── Passage to read ──
Funding Allocation and Spending Information Do Not Reflect Program 
Structure: 

As states and localities have implemented WIA, they have been hampered 
by funding issues, including statutory funding formulas that are 
flawed. As a result, states' funding levels may not always be 
consistent with the actual demand for services. In previous work, we 
identified several issues associated with the current funding 
formulas.[Footnote 7] First, formula factors used to allocate funds are 
not aligned with the target populations for these programs.[Footnote 8] 
Second, allocations may not reflect current labor market conditions 
because there are time lags between when the data are collected and 
when the allocations become available to states. Third, the formula for 
the Dislocated Worker program is especially problematic, because it 
causes funding levels to suffer from excessive and unwarranted 
volatility unrelated to a state's actual layoff activity. Several 
aspects of the Dislocated Worker formula contribute to funding 
volatility and to the seeming lack of consistency between dislocation 
and funding. The excess unemployment factor has a threshold effect-- 
states may or may not qualify for the one-third of funds allocated 
under this factor in a given year, based on whether or not they meet 
the threshold condition of having at least 4.5 percent unemployment 
statewide. In a study we conducted in 2003, we compared dislocation 
activity and funding levels for several states. In one example, funding 
decreased in one year while dislocation activity increased by over 40 
percent (see fig. 3). This volatility could be mitigated by provisions 
such as "hold harmless" and "stop gain" constraints that limit changes 
in funding to within a particular range of each state's prior year 
allocation. The Adult formula includes such constraints, setting the 
hold harmless at 90 percent and the stop gain at 130 percent.[Footnote 
9] 

Figure 3: An Example of the Mismatch between Dislocated Worker Funding 
Allocation and Dislocation Activity--Massachusetts: 

[See PDF for image] 

Source: U.S. Department of Labor, Bureau of Labor Statistics and 
Employment and Training Administration. 

[End of figure] 

In addition to issues related to funding allocation, the process used 
to determine states' available funds considers only expenditures and 
does not take into account the role of obligations in the current 
program structure. Our analysis of Labor's data from program year 2003 
and beyond indicates that states are spending their WIA funds within 
the authorized 3-year period. Nationwide, states spent over 66 percent 
of their program year 2003 WIA funds in the first year--an increase 
from the 55 percent since our 2002 report. In fact, almost all program 
funds allocated in program year 2003 were spent by states within 2 
years. By contrast, Labor's estimate of expenditure rates suggests that 
states are not spending their funds as quickly because the estimate is 
based on all funds states currently have available--from older funds 
carried in from prior program years to those only recently distributed. 
Moreover, many of the remaining funds carried over may have already 
been obligated--or committed through contracts for goods and services 
for which a payment has not yet been made. When we examined recent 
national data on the amount of WIA funds states are carrying in from 
previous program years, we found that, overall, the amount of carryover 
funds is decreasing--from $1.4 billion into program year 2003 to $1.1 
billion into program year 2005. One explanation for the decline may be 
that obligations are being converted to expenditures.
───
── Supplied data ──
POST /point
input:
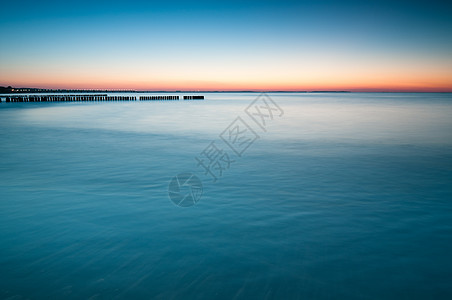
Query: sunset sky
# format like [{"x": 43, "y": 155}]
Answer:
[{"x": 227, "y": 45}]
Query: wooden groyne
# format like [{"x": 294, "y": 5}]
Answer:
[
  {"x": 193, "y": 97},
  {"x": 91, "y": 97}
]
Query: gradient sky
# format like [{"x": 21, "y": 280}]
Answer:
[{"x": 227, "y": 45}]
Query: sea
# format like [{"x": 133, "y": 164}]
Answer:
[{"x": 237, "y": 196}]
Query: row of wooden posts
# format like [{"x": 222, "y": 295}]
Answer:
[{"x": 94, "y": 97}]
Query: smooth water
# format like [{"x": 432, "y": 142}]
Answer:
[{"x": 345, "y": 196}]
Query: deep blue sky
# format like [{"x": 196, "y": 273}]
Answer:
[{"x": 227, "y": 44}]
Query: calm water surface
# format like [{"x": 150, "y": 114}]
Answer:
[{"x": 346, "y": 196}]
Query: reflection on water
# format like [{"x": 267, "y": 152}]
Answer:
[{"x": 345, "y": 196}]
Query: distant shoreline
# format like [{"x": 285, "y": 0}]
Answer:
[{"x": 12, "y": 90}]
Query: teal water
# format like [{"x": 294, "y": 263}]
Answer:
[{"x": 346, "y": 196}]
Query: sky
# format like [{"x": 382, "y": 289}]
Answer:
[{"x": 227, "y": 45}]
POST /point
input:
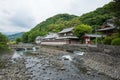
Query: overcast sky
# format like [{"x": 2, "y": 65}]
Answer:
[{"x": 22, "y": 15}]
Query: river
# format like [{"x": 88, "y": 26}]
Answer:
[{"x": 48, "y": 64}]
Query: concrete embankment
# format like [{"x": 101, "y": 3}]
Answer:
[{"x": 103, "y": 58}]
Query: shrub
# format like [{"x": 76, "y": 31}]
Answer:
[
  {"x": 107, "y": 40},
  {"x": 116, "y": 41}
]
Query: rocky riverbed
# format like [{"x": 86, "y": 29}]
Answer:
[{"x": 47, "y": 64}]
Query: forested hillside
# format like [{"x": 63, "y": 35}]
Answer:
[
  {"x": 97, "y": 17},
  {"x": 3, "y": 42},
  {"x": 60, "y": 21},
  {"x": 52, "y": 24}
]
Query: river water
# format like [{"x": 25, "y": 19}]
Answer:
[{"x": 44, "y": 66}]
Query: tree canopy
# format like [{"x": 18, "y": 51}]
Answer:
[
  {"x": 58, "y": 22},
  {"x": 81, "y": 29}
]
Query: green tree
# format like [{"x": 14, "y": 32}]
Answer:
[
  {"x": 18, "y": 40},
  {"x": 81, "y": 29},
  {"x": 3, "y": 42},
  {"x": 115, "y": 7}
]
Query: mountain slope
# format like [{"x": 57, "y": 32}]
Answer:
[
  {"x": 97, "y": 17},
  {"x": 60, "y": 21}
]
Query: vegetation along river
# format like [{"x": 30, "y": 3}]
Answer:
[{"x": 48, "y": 64}]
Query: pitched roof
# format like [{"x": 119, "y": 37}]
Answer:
[{"x": 66, "y": 30}]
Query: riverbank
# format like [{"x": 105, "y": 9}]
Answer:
[{"x": 48, "y": 64}]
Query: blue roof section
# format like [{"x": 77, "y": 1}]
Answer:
[{"x": 66, "y": 30}]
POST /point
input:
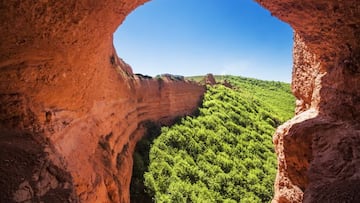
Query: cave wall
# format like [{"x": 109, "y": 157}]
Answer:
[
  {"x": 63, "y": 87},
  {"x": 318, "y": 153}
]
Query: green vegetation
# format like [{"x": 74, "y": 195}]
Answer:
[{"x": 225, "y": 154}]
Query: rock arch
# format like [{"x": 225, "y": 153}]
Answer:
[{"x": 62, "y": 86}]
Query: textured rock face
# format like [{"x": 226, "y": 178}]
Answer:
[
  {"x": 318, "y": 151},
  {"x": 78, "y": 110},
  {"x": 71, "y": 112}
]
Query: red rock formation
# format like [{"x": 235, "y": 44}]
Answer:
[
  {"x": 79, "y": 110},
  {"x": 63, "y": 88}
]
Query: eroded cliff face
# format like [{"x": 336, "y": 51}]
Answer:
[
  {"x": 318, "y": 150},
  {"x": 71, "y": 112},
  {"x": 77, "y": 111}
]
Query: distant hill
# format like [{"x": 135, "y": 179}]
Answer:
[{"x": 225, "y": 153}]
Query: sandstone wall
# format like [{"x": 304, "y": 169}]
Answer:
[{"x": 64, "y": 92}]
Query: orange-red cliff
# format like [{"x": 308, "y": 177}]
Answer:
[{"x": 71, "y": 112}]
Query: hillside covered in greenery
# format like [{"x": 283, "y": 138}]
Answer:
[{"x": 225, "y": 153}]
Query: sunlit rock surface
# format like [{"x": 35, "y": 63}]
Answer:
[{"x": 71, "y": 111}]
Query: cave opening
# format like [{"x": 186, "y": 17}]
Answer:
[
  {"x": 194, "y": 38},
  {"x": 240, "y": 38}
]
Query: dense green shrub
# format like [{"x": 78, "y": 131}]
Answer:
[{"x": 225, "y": 154}]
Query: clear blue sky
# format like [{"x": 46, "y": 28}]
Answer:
[{"x": 195, "y": 37}]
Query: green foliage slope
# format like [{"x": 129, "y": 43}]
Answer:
[{"x": 225, "y": 154}]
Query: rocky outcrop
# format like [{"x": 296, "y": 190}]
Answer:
[
  {"x": 318, "y": 154},
  {"x": 64, "y": 92},
  {"x": 71, "y": 111}
]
───
### Instruction 1
Edit the stretch of the WIA funding text from "Figure 3: An" through "and Training Administration." so that "Gap" replaces "Mismatch".
### Instruction 2
Proceed with the WIA funding text, picking up after its final sentence.
The records can be set aside; none of them is needed here.

### Exercise result 1
Figure 3: An Example of the Gap between Dislocated Worker Funding 
Allocation and Dislocation Activity--Massachusetts: 

[See PDF for image] 

Source: U.S. Department of Labor, Bureau of Labor Statistics and 
Employment and Training Administration.

### Exercise result 2
In our 2002 report, we also noted that Labor's data lacked consistent 
information on obligations because states were not all using the same 
definition for obligations in what they reported to Labor. Labor's 
guidance was unclear and did not specify whether obligations made at 
the local level--the point at which services are delivered--should be 
included. We recommended that Labor clarify the guidance to standardize 
the reporting of obligations and use this guidance when estimating 
states' available funds. Labor issued revised guidance in 2002, but 
continues to rely on expenditure data in establishing its estimates. In 
so doing, it overestimates the funds states have available to spend and 
ignores the role of obligations in the current workforce investment 
system. Labor's Office of the Inspector General (OIG) recently 
concurred, noting that obligations provide a more useful measure for 
assessing states' WIA funding status if obligations accurately reflect 
legally committed funds and are consistently reported.[Footnote 10] 

Little Is Known about What the System Is Achieving: 

We have little information at a national level about what the workforce 
investment system under WIA achieves. Outcome data do not provide a 
complete picture of WIA services. The data reflect only a small portion 
of those who receive WIA services and contain no information on 
services to employers. Furthermore, WIA performance data are not 
comparable across states and localities, in part because of 
inconsistent policies in tracking participants for outcomes. In 
addition, the use of wage records to calculate outcomes is no longer 
consistent across states. Labor and states have made progress in 
measuring WIA performance in a number of areas, including Labor's data 
validation initiative and the move to common measures. Labor's proposed 
integrated data system holds promise in improving data reporting, but 
it is unclear whether it will be implemented as currently proposed. 
Furthermore, Labor has not yet conducted an impact evaluation, as 
required by WIA. 

WIA performance data do not include information on all customers 
receiving services. Currently Labor has only limited information on 
certain job seekers--those who use only self-services--and on 
employers. WIA excludes job seekers who receive core services that are 
self-service or informational in nature from being included in the 
performance information. Thus, only a small proportion of the job 
seeker population who receive services at one-stops are actually 
reflected in WIA outcome data, making it difficult to know what the 
overall program is achieving. Customers who use self-services are 
estimated to be the largest portion of those served under WIA. In a 
2004 study, we reported that some estimates show only about 5.5 percent 
of the individuals who walked into a one-stop were actually registered 
for WIA and tracked for outcomes. Furthermore, Labor has limited 
information about employer involvement in the one-stop system. Although 
Labor measures employers' satisfaction, this measure does not provide 
information on how employers use the system. Labor officials told us 
that they do not rely on this information for any purpose, and the 
information is too general for states and local areas to use. 

WIA performance data are not comparable across states and localities.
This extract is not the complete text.